[RECORDS FOR THE EXERCISE]:

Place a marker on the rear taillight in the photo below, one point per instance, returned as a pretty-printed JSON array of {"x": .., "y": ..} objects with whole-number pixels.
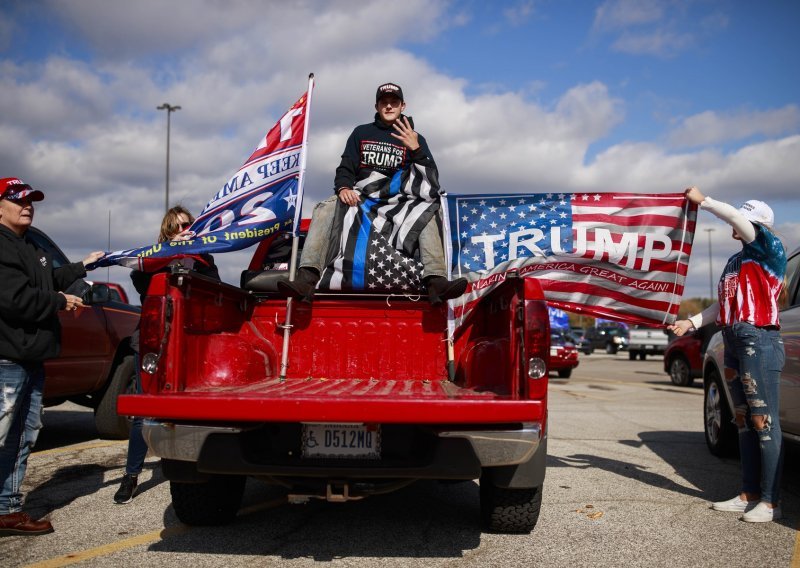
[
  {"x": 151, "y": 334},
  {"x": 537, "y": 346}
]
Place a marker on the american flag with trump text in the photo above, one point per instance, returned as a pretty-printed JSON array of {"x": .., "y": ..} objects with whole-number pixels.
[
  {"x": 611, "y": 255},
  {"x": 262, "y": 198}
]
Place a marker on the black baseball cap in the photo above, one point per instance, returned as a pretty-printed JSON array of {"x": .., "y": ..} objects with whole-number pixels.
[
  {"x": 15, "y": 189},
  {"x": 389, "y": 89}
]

[TASK OBJECTIVE]: Print, exactly as they appear above, the lines running from the one with "Place a marker on the american" through the final line.

[OUTPUT FOR THIS EXERCISE]:
Place a marker on the american flag with trump text in the photo above, one point per instance, returned as a pretty-printed JSON array of {"x": .., "y": ..} objects with whole-number pixels.
[
  {"x": 611, "y": 255},
  {"x": 262, "y": 198}
]
Place a marker on the black baseball cap in the photo above, one point per instance, returned as a pretty-printed JSON array of {"x": .., "y": ..} objects with whole-number pixels.
[
  {"x": 15, "y": 189},
  {"x": 389, "y": 89}
]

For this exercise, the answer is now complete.